━━━━━ SOURCE RECORDS ━━━━━

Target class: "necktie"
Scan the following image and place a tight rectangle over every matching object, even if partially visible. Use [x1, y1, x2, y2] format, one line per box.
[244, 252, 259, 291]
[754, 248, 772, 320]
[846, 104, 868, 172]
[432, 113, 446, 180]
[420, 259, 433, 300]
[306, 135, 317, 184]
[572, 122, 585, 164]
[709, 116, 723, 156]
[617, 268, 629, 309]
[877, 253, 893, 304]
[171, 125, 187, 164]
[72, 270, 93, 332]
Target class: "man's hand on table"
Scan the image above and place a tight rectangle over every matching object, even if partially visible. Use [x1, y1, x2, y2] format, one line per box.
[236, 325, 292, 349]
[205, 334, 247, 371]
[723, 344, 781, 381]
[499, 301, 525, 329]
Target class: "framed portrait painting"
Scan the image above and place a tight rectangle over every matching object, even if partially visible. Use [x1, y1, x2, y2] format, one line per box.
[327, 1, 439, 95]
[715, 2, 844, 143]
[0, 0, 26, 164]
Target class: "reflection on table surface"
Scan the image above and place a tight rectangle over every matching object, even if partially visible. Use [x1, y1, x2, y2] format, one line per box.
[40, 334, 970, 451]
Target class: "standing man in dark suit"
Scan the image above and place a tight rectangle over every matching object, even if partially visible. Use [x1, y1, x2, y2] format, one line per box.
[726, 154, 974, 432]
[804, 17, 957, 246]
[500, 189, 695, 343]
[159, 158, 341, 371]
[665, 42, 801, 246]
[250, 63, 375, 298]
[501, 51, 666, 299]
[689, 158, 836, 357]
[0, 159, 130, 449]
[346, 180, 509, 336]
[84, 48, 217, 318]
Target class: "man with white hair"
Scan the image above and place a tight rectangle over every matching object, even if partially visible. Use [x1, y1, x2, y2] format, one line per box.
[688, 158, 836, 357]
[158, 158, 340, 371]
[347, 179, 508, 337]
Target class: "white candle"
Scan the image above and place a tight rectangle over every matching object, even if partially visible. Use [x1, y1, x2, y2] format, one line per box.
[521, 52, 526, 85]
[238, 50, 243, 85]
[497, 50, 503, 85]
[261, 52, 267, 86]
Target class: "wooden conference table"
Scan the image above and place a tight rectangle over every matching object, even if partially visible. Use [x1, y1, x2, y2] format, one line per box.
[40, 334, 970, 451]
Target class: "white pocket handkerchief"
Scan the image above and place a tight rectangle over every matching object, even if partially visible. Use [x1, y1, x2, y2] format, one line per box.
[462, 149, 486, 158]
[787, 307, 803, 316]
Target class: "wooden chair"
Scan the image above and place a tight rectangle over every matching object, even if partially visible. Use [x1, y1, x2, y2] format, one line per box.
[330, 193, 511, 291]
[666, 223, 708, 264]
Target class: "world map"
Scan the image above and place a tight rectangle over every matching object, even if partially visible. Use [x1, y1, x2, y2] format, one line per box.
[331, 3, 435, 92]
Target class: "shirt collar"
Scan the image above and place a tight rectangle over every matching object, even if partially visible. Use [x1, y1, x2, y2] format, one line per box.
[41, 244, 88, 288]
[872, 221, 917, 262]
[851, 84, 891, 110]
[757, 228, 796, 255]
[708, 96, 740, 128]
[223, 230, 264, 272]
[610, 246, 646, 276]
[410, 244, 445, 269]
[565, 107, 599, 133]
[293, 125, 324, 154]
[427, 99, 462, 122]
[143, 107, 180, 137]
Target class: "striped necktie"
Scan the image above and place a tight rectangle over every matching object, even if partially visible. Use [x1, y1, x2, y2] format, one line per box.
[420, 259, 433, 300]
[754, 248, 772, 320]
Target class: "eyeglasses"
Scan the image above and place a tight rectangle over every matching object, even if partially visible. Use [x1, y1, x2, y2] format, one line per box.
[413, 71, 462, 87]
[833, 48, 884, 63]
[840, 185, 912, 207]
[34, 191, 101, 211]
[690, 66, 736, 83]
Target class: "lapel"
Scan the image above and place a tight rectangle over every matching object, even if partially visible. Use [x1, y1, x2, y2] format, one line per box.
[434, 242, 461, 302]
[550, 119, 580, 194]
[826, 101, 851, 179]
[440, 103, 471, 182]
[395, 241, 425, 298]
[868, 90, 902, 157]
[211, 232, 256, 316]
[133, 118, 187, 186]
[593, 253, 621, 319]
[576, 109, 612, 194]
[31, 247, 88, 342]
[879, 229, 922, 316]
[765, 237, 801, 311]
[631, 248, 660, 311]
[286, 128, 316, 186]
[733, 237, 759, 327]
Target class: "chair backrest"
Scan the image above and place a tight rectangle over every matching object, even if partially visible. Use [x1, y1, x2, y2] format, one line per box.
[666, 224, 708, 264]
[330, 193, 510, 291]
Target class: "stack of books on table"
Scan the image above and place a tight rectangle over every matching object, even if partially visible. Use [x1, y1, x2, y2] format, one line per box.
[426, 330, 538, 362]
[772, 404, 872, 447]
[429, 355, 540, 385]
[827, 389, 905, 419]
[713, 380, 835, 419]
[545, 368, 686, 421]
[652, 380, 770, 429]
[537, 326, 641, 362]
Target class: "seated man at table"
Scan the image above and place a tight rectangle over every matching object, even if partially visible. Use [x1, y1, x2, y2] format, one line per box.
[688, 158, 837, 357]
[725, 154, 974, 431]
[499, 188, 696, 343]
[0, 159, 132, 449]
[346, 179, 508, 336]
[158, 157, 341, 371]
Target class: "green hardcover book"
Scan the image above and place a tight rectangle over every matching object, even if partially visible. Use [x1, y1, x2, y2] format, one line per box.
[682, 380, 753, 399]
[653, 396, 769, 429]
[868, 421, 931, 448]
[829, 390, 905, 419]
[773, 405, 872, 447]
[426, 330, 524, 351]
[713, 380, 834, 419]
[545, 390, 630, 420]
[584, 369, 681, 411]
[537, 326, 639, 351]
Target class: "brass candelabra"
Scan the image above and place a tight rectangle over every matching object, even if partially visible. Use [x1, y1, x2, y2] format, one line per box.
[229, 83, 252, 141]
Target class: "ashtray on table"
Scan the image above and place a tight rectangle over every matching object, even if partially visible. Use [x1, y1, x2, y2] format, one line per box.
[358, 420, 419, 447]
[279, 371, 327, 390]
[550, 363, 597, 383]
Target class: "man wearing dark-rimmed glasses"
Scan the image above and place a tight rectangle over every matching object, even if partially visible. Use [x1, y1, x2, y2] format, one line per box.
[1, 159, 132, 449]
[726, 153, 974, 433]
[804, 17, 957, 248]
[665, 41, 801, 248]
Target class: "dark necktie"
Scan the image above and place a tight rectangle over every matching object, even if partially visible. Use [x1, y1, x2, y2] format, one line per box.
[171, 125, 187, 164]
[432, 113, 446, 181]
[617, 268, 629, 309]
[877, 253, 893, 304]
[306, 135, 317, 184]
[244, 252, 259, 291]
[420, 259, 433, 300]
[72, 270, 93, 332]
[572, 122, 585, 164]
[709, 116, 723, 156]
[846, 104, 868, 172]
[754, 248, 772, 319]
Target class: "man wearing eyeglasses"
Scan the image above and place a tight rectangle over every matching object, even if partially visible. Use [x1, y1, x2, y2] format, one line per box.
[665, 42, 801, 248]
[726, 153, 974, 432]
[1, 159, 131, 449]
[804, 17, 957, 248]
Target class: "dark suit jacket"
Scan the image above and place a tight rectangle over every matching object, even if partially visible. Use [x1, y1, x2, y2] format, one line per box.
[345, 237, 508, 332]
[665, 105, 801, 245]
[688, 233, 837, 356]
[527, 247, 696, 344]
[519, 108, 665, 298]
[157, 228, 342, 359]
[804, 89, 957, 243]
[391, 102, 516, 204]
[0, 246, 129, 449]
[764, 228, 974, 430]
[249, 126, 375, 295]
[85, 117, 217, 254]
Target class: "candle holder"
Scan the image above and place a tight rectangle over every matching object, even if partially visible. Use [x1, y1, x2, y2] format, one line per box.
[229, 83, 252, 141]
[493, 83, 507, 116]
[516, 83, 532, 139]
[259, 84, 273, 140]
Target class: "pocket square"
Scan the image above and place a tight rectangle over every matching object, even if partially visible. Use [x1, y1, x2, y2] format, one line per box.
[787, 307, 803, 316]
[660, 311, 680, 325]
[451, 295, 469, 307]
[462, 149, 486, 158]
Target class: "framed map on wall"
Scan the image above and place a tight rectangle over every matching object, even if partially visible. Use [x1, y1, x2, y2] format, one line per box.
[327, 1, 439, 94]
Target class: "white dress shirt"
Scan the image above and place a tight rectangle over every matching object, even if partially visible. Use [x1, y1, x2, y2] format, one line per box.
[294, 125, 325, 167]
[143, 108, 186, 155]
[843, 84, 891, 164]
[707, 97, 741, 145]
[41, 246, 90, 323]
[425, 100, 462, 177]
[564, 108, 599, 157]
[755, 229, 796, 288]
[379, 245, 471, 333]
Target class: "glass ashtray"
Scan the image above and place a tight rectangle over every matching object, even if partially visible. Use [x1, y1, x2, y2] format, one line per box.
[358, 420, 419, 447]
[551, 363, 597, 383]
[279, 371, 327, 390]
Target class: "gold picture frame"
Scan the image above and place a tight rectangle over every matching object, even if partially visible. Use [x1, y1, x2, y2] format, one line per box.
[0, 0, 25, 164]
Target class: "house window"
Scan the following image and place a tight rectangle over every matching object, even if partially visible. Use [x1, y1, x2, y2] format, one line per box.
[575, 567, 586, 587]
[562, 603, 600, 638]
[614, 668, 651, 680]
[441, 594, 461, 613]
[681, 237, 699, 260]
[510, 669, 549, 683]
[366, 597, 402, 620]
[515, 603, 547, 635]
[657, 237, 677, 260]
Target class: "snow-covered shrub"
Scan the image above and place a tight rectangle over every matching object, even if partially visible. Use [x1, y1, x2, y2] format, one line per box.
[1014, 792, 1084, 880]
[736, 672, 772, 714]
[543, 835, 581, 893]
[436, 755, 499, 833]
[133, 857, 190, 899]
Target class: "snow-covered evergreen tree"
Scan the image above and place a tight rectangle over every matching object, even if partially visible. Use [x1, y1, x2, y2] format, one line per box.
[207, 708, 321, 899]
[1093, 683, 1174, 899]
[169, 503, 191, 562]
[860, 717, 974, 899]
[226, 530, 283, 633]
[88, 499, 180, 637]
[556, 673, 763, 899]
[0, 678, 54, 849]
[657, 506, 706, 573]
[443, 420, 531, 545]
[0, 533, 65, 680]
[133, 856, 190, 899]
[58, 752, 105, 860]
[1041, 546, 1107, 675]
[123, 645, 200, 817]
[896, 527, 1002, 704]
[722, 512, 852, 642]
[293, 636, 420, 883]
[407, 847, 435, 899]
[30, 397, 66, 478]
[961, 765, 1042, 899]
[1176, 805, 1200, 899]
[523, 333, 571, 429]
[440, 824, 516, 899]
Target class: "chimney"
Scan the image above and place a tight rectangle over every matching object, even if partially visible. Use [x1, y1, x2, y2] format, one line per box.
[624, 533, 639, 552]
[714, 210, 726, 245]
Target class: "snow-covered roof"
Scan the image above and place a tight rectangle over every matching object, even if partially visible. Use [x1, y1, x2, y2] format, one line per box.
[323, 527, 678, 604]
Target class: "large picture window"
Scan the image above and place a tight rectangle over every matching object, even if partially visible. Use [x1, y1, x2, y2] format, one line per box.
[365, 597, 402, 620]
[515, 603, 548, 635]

━━━━━

■ ABOUT THIS EXERCISE ■
Copy out every line from the data above in which the word "framed" occurs.

■ SOLUTION TO THIS EXERCISE ■
Target class: "framed portrait painting"
Target class: "framed map on wall"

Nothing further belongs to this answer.